▶ TESTO IN ESAME
Per la prima volta è stato sequenziato il Dna di un abitante di Pompei, morto nell’eruzione del Vesuvio avvenuta nel 79 d.C. Si tratta di un uomo tra i 35 e i 40 anni affetto da una malattia simile alla tubercolosi. A riuscire nell’impresa è stato un team dell’Università del Salento e dell’Università di Copenaghen, con la collaborazione dell’università della California e l’Università di Minas Gerais. I risultati sono stati pubblicati sulla rivista Scientific Reports.
L’uomo affetto da una malattia simile alla tubercolosi aveva tra i 35 e i 40 anni
I ricercatori guidati da Gabriele Scorrano hanno analizzato i resti di due corpi rinvenuti nella Casa del Fabbro: si tratta di un uomo tra i 35 e i 40 anni e di una donna di oltre 50. È stato possibile però sequenziare solo il Dna del primo. «Il loro stato di conservazione era ottimo, non devono essere venuti a contatto con temperature troppo elevate», ha spiegato Scorrano all’Ansa. «È probabile che la cenere vulcanica che circondava i due individui abbia creato un ambiente privo di ossigeno, un gas che come sappiamo è un catalizzatore di reazioni, e queste si sono rallentate molto». Nello scheletro dell’uomo sono state identificate lesioni in una delle vertebre e nella mappa del Dna sono presenti sequenze genetiche simili a quello del batterio responsabile della tubercolosi (Mycobacterium tuberculosis), il che suggerisce che l’uomo probabilmente soffriva di spondilite tubercolare (morbo di Pott), una malattia endemica in epoca romana imperiale.

▶ IL TUO COMPITO
Rispondi a queste domande basandoti sul testo sul Dna dell'abitante di Pompei.
1. In quale anno è avvenuta l'eruzione del Vesuvio in cui morì l'uomo?
2. In quale casa sono stati rinvenuti i due corpi analizzati?
3. Su quale rivista sono stati pubblicati i risultati?

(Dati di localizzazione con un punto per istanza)
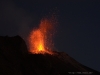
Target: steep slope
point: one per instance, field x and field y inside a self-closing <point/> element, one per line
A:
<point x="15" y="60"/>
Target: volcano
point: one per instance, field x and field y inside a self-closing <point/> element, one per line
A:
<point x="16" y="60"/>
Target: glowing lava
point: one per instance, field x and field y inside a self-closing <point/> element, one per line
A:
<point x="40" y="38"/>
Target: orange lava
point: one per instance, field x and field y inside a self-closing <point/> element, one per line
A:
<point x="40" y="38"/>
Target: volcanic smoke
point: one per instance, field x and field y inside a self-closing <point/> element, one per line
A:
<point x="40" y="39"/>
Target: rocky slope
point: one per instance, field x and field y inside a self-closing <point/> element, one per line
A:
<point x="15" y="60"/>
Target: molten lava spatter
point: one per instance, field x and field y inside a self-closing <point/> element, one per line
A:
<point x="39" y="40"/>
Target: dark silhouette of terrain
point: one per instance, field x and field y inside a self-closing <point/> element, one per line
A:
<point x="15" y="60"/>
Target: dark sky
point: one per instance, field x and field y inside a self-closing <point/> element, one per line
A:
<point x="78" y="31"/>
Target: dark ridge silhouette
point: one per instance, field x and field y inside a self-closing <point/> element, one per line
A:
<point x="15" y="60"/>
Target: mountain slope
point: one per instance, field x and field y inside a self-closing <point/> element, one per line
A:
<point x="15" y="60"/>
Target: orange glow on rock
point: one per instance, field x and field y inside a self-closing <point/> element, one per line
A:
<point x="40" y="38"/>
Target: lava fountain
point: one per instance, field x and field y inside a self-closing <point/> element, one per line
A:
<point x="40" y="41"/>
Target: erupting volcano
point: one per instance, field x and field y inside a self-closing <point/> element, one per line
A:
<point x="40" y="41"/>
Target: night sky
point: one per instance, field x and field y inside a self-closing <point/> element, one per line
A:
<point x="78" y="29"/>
==
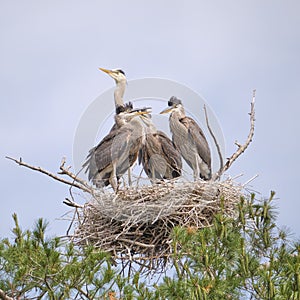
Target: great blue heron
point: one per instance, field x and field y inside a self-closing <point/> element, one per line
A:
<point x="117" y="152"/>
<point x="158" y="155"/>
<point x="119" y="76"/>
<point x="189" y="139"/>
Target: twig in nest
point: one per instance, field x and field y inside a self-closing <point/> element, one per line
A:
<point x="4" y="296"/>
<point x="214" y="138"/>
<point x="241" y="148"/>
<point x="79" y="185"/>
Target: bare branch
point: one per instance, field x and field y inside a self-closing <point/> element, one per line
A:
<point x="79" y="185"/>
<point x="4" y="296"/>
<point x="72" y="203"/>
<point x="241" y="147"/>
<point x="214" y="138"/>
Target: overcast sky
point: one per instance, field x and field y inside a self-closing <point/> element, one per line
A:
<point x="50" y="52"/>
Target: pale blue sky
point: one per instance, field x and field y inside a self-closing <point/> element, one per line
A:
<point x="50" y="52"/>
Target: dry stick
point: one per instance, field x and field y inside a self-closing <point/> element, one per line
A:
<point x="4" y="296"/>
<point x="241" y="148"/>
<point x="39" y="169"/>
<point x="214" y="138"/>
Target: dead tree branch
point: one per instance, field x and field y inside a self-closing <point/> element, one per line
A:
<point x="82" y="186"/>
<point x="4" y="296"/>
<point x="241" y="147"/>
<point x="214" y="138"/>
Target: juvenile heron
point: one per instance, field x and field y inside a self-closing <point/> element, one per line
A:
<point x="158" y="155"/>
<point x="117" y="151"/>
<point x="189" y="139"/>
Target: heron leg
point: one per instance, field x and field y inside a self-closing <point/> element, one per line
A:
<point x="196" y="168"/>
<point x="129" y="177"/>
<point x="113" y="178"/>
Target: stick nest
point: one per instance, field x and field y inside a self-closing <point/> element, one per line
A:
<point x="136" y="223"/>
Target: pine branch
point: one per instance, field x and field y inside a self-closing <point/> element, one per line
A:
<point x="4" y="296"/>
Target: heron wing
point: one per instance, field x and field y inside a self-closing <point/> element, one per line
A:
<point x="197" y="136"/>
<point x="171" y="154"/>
---
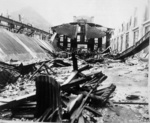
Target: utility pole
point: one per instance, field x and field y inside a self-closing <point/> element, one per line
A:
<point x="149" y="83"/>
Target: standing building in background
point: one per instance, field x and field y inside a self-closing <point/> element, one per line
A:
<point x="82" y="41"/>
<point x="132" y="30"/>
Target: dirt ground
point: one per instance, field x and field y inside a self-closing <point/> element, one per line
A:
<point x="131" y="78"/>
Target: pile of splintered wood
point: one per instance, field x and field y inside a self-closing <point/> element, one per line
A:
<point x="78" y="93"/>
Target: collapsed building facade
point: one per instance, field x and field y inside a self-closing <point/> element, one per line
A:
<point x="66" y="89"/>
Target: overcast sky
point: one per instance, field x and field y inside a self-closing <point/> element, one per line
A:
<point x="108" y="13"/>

▶ RISULTATO
1. Nel 79 d.C.
2. Nella Casa del Fabbro.
3. Su Scientific Reports.